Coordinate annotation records

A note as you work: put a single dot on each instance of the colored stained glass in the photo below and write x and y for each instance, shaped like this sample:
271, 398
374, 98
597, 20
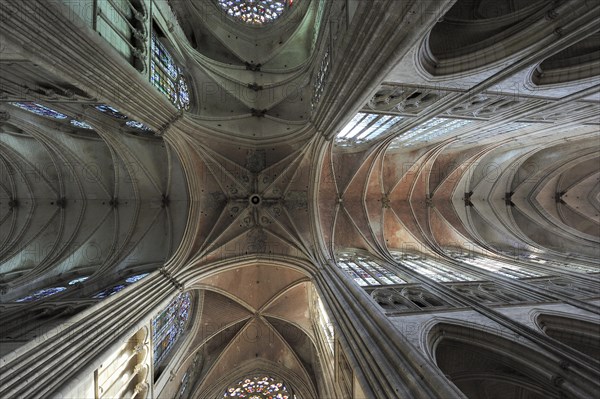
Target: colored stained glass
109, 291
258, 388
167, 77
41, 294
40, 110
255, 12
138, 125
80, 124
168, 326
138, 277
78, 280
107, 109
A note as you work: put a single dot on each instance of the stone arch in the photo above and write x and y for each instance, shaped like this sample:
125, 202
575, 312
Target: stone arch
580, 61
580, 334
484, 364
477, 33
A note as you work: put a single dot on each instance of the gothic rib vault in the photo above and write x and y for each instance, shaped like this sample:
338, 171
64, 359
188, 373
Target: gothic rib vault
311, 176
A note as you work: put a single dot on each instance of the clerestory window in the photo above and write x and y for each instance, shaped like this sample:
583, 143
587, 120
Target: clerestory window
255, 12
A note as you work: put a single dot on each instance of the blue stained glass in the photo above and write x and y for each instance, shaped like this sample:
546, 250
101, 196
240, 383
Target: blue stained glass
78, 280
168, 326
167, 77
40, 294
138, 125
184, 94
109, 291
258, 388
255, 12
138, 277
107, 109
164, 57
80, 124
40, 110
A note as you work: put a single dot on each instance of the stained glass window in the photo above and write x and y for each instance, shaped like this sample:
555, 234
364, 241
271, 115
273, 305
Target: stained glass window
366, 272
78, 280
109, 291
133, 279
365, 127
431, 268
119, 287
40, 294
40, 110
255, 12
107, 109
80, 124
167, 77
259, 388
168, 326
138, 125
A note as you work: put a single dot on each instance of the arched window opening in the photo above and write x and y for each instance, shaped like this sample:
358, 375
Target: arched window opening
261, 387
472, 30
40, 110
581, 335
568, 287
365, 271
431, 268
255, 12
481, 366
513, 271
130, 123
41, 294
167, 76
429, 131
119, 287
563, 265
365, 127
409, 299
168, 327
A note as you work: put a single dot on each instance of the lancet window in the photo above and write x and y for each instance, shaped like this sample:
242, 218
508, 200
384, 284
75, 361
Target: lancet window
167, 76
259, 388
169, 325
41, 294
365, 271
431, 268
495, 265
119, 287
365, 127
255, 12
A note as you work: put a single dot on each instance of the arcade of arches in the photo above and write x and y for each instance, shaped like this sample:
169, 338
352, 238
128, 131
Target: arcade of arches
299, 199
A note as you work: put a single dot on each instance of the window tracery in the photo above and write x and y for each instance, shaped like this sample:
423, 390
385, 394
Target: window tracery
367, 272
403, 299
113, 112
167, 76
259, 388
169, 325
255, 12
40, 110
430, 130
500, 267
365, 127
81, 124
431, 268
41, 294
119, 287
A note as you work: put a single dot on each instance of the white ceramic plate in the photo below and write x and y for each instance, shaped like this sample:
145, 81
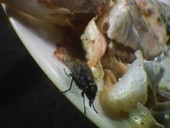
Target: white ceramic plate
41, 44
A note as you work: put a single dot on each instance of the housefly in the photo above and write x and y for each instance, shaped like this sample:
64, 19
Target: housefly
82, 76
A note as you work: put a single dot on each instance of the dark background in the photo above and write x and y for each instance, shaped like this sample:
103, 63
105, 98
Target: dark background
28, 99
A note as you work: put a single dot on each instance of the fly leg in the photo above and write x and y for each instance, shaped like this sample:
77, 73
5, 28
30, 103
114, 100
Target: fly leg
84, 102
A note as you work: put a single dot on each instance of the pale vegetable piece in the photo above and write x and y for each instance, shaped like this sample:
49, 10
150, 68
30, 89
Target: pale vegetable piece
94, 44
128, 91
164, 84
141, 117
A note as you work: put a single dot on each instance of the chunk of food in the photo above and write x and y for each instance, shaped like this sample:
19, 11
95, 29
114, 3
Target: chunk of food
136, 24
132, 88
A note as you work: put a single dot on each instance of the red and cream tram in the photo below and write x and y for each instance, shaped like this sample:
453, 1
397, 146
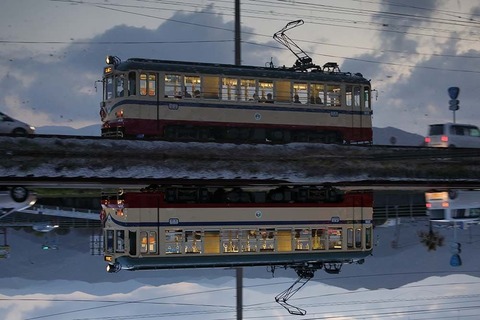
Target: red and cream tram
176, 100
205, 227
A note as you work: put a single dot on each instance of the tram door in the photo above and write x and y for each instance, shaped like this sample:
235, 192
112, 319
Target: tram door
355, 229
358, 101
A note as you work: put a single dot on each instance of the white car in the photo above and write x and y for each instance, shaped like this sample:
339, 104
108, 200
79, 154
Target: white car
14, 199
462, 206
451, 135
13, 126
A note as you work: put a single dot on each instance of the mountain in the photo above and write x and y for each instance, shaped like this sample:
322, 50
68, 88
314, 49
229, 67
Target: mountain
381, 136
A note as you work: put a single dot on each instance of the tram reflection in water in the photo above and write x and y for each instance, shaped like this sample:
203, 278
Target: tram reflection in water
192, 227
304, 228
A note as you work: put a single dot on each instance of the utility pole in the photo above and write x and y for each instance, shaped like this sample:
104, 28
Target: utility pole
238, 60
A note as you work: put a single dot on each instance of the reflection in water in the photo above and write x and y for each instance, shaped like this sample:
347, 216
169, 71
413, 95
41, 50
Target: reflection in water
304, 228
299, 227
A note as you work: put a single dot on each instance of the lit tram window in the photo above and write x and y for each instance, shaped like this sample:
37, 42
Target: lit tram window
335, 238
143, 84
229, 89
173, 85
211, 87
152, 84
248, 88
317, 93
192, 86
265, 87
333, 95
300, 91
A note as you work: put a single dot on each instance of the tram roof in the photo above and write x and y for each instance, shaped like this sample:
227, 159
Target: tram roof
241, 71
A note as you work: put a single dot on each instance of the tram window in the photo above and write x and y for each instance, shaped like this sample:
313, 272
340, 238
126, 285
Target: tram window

Required work: Repeat the material above in full and exactly, apart from the pictures.

Task response:
A note as you work: put a single dot on each instance of the colored stained glass in the photo below and write x and y for each instance, shaped like this sample:
271, 398
374, 98
597, 20
Target: colored stained glass
109, 291
258, 388
167, 77
41, 294
40, 110
255, 12
138, 125
80, 124
168, 326
138, 277
78, 280
107, 109
A note as you work: put a single dot on each instance of the stone arch in the photo above and write x and y for each instance, shaped like this sample:
125, 202
575, 312
Target: stone arch
580, 61
580, 334
484, 364
477, 33
A note as you work: put a single dot on each instance of the gothic rib vault in the photo above and write x and y for each instance, shaped like this sample:
338, 171
64, 359
188, 373
Target: gothic rib vault
311, 176
A note as you work: put a single dot on each instance of the clerestory window in the photo above and write x and y for each instance, shaped like this sample:
583, 143
587, 120
Target: clerestory window
255, 12
A note as you work: put a single dot on each instance of the blue stained glass in the photo above and write x and y for each instance, shaped like this sample:
546, 250
101, 196
240, 383
Target: blue stained glass
78, 280
168, 326
167, 77
40, 294
138, 125
184, 94
109, 291
258, 388
255, 12
138, 277
107, 109
164, 57
80, 124
40, 110
A note as you work: put a single dot on each instance of the stained glass window in the photo above and write x and y for each instance, shaped like this sample:
555, 234
364, 241
271, 115
273, 305
Target: stained glass window
366, 272
78, 280
109, 291
133, 279
365, 127
431, 268
119, 287
40, 294
40, 110
255, 12
107, 109
80, 124
167, 77
259, 388
168, 326
138, 125
A note as you work: put a single dot on each instance of the arched window opening in the photo above and write x and y for each instance, shaped like this sample:
358, 375
Target: arched window opening
261, 387
472, 30
40, 110
581, 335
568, 287
365, 271
431, 268
255, 12
481, 366
513, 271
130, 123
41, 294
167, 76
429, 131
119, 287
563, 265
365, 127
409, 299
168, 327
A note as you work: put a single dot on each instance of the lancet window in the photo above and write x and y for each instance, shaped like this sample:
242, 218
508, 200
384, 284
75, 361
Target: lancet window
167, 76
259, 388
169, 325
41, 294
365, 271
431, 268
495, 265
119, 287
365, 127
255, 12
A note as you work: put a single dot on each instance of the arcade of arches in the photo above and write x and y for each instance, shaped like this sample:
169, 338
352, 238
128, 131
Target: arcade of arches
299, 199
A note as you work: put a single dot on each instance of the window tracery in the photo above and write x and y for each instance, shaped like this sample:
423, 390
385, 394
Target: window tracery
367, 272
403, 299
113, 112
167, 76
259, 388
169, 325
255, 12
40, 110
430, 130
500, 267
365, 127
81, 124
431, 268
41, 294
119, 287
A note as you work: put a single dot on each instance of the white ceramic plate in the photo below and write x and y for each instance, shaped like this sample:
145, 81
Target: white ceramic plate
41, 44
A note as you work: put a single dot on each instance of the housefly in the photo above and write x and y for each instance, shaped like this sample:
64, 19
Target: housefly
82, 76
A note as you work: put a single dot on each instance of the dark background in the photo above and write x and y for each instance, shaped like this sample:
103, 63
105, 98
Target: dark background
28, 99
A note as you work: put a single dot on each instance of the fly leg in the photo above and write x and y for each instance, shaped like this sample:
77, 73
5, 28
30, 103
114, 100
Target: fly leg
84, 102
A note as you work: put a single dot on each instance of the pale vegetable piece in the photo above and write x and y for each instance, shaped like this sample:
49, 10
150, 68
30, 89
Target: pale vegetable piece
94, 44
128, 91
164, 84
141, 117
A note as you work: put a single dot on each instance of the chunk of food in the photo above and write x and y for each instance, shaped like this sample:
19, 11
95, 29
114, 3
Target: chunk of food
136, 24
132, 88
A note as you work: put a single dot on each instance of the red and cream tram in the photo below and write x and y for each instance, shaped like this sample:
453, 1
397, 146
Target: red and cream tram
176, 100
205, 227
A note as you work: put a single dot on each instance of the tram door in the photo above and write x and y for each instance, shaped like this sample:
235, 192
112, 319
Target: tram door
355, 229
358, 101
A note as you work: put a single dot on each instance of the white car in the photo above and write x and y for each instance, shaped like this sample:
339, 104
108, 200
79, 154
Target: white car
14, 199
462, 206
451, 135
13, 126
A note as you work: put a single dot on each instance of the mountain in the photo above and write x and y for each instance, shaped like this sample:
322, 50
68, 88
314, 49
229, 67
Target: mountain
381, 136
A note as you work: put a single dot on each instance of the tram reflection in water in the photo above and write x and y for each instance, shaped like this sample:
203, 278
Target: tram reflection in water
192, 227
304, 228
A note as you work: put a single dot on each instance of the utility pole in the photo above and write x and y for each instance, shaped like this sample:
104, 28
Target: utility pole
238, 60
A note as you work: put a single dot on each instance of the reflection in water in the photo above and write x and y for each instance, shaped like this sample:
347, 216
169, 71
413, 95
41, 50
Target: reflection in water
304, 228
299, 227
A note as you work: put a single dot on each instance of the lit tram window in the photo above and write x and y for each instance, shaped like this sample:
37, 42
Target: lit tram window
335, 238
143, 84
229, 89
173, 85
211, 87
152, 84
248, 88
317, 93
192, 86
265, 87
333, 95
300, 91
A note as you work: put a single dot on each instance of the tram roof in the photo above and write x and y for each instance, shaped like this sample:
227, 159
Target: tram roof
241, 71
A note as you work: put a single dot on each instance of the tram window in the photo above and write x and y for each instance, shaped like this sample:
313, 272
340, 238
126, 285
Target: tram window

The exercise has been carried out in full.